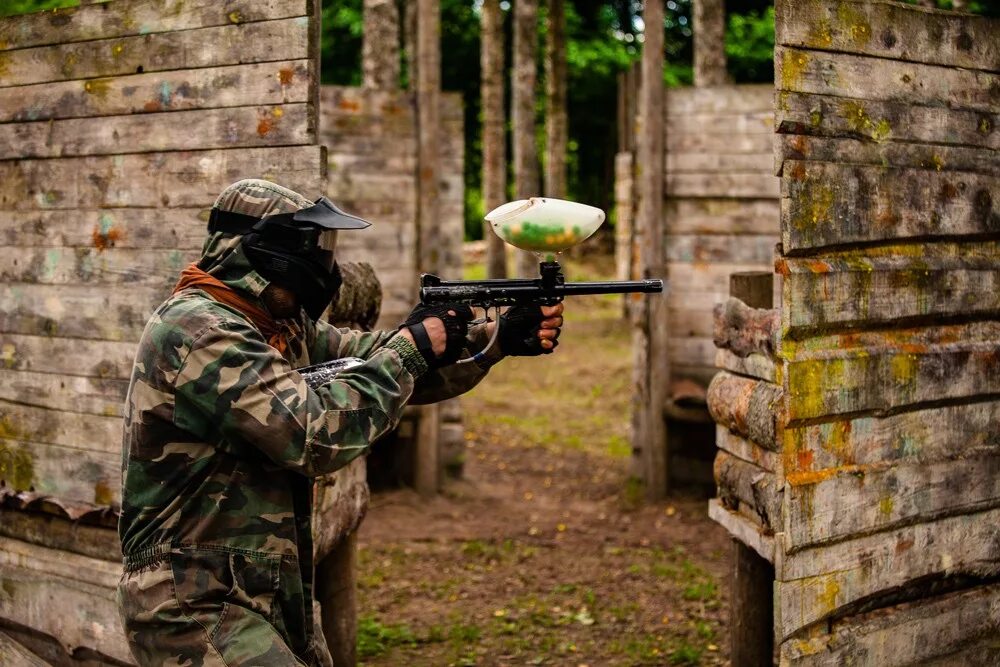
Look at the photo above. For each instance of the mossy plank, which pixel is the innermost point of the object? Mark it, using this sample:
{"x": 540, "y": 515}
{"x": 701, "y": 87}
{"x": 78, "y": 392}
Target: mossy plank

--

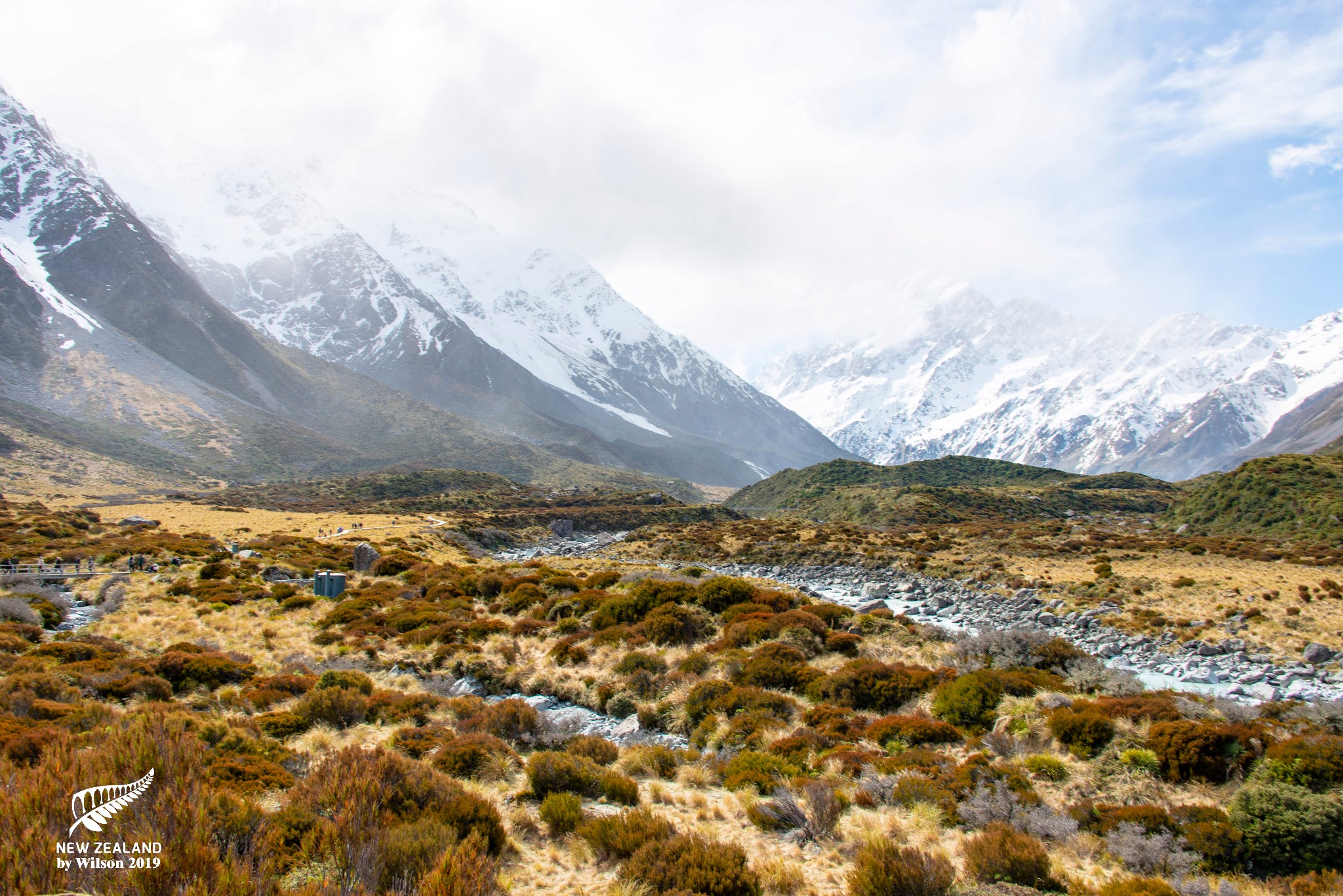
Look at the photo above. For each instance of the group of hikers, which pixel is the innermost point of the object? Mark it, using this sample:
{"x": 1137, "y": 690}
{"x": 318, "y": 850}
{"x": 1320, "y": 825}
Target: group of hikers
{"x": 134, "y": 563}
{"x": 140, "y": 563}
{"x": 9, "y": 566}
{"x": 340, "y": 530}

*Task brief*:
Quote the data above from the line containing "Look at the photo above. For each instance of the mossy" to the line containing "Target: mossy plank", inclusive, and stop.

*Result of this exercise*:
Look at the photo above. For each instance of the mossy plank, which pixel is the innermost point of the object? Mark it, using this sample:
{"x": 540, "y": 515}
{"x": 701, "y": 87}
{"x": 78, "y": 392}
Target: mossy plank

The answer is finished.